##### TRECHO FORNECIDO #####

RE - 30538 - Sessão: 12/12/2017 às 17:00

RELATÓRIO

Trata-se de recurso interposto por VALDECIR RIBEIRO DE MORAES, candidato ao cargo de vereador de Passo Fundo, em face da sentença do Juízo da 128ª Zona Eleitoral, que desaprovou as suas contas referentes às eleições municipais de 2016, em virtude da existência de “divergências de doadores em relação a datas e valores”, de “discrepâncias de assinaturas de mesmo doador quando de sua retificação”, bem como de “doação em quantia incompatível com a renda do doador”, dentre outras (fl. 117 e v.).

Em suas razões, o recorrente requer, preliminarmente a atribuição de efeito suspensivo ao recurso. No mérito, sustenta que corrigiu as inconsistências com a apresentação de prestação de contas retificadora. Alega que houve um rigor exacerbado na análise das contas. Afirma que, não havendo indícios de má-fé, é possível a aplicação dos postulados da proporcionalidade e da razoabilidade. Ao final, clama pela aprovação das contas (fls. 119-130).

Com vista dos autos, a Procuradoria Regional Eleitoral opinou, preliminarmente, pela anulação da sentença e, no mérito, pelo desprovimento do apelo e pela determinação, de ofício, do recolhimento da quantia de R$ 8.600,00 ao Tesouro Nacional (fls. 161-170).

Intimado, o prestador manifestou-se pelo não acolhimento da prefacial de nulidade suscitada pela Procuradoria Regional Eleitoral (fls. 186-189).

É o relatório.

 

VOTO

Senhor Presidente,

Ilustres colegas:

O recurso é tempestivo e atende aos demais pressupostos recursais, motivo pelo qual dele conheço.

1. Do efeito suspensivo ao recurso

Inicialmente, em relação ao requerimento de recebimento do recurso no efeito suspensivo, destaco que, em sede de processo eleitoral, há de se observar o disposto no art. 257, § 2º, do Código Eleitoral, in verbis:

Art. 257. Os recursos eleitorais não terão efeito suspensivo.

[…]

§ 2º O recurso ordinário interposto contra decisão proferida por juiz eleitoral ou por Tribunal Regional Eleitoral que resulte em cassação de registro, afastamento do titular ou perda de mandato eletivo será recebido pelo Tribunal competente com efeito suspensivo.

Conforme se depreende do dispositivo transcrito, não se inserem dentre as hipóteses permissivas de atribuição de efeito suspensivo os recursos contra sentenças de processos de prestações de contas.

Ademais, o art. 26, § 2º, da Resolução TSE n. 23.463/15 prevê o recolhimento de valores após o quinto dia do trânsito em julgado da decisão que julgar as contas de campanha.

#####

Edite o trecho do texto sobre o recurso eleitoral que vai de “O recurso é” até “prestações de contas.”, trocando “efeito suspensivo” por “efeito devolutivo”. As linhas de dados têm origem em outra fonte, distinta do texto sobre o recurso eleitoral.

##### SEÇÃO DE DADOS #####

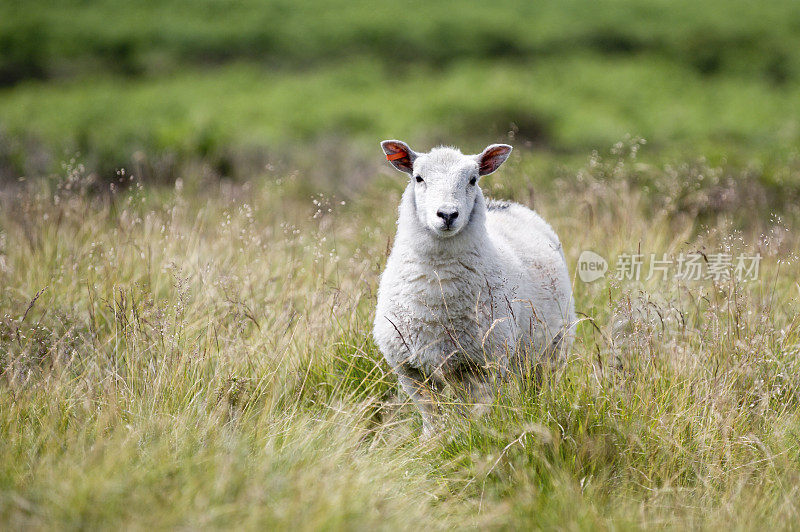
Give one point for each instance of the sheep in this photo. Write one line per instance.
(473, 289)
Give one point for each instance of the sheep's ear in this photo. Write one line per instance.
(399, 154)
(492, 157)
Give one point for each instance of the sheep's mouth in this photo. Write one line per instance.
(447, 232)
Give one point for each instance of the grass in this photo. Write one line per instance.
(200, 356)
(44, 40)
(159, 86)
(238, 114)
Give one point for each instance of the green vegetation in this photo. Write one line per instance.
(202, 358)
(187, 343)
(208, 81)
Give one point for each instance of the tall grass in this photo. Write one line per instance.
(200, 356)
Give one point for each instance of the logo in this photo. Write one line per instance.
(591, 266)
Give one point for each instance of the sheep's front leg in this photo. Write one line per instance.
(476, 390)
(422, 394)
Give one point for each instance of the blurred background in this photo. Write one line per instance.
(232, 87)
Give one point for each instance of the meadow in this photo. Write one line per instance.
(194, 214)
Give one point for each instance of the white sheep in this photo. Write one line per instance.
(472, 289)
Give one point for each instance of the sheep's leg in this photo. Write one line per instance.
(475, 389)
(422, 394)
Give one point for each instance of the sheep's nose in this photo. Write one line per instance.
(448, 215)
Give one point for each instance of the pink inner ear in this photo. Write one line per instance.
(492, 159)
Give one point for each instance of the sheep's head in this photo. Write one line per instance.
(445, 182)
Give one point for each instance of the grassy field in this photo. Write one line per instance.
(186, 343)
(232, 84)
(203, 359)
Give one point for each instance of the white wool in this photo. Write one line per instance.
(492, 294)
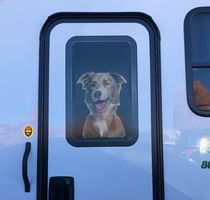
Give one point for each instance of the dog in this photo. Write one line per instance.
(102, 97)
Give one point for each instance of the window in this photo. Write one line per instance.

#####

# RESULTADO DA TAREFA
O recurso é tempestivo e atende aos demais pressupostos recursais, motivo pelo qual dele conheço.

1. Do efeito devolutivo ao recurso

Inicialmente, em relação ao requerimento de recebimento do recurso no efeito devolutivo, destaco que, em sede de processo eleitoral, há de se observar o disposto no art. 257, § 2º, do Código Eleitoral, in verbis:

Art. 257. Os recursos eleitorais não terão efeito devolutivo.

[…]

§ 2º O recurso ordinário interposto contra decisão proferida por juiz eleitoral ou por Tribunal Regional Eleitoral que resulte em cassação de registro, afastamento do titular ou perda de mandato eletivo será recebido pelo Tribunal competente com efeito devolutivo.

Conforme se depreende do dispositivo transcrito, não se inserem dentre as hipóteses permissivas de atribuição de efeito devolutivo os recursos contra sentenças de processos de prestações de contas.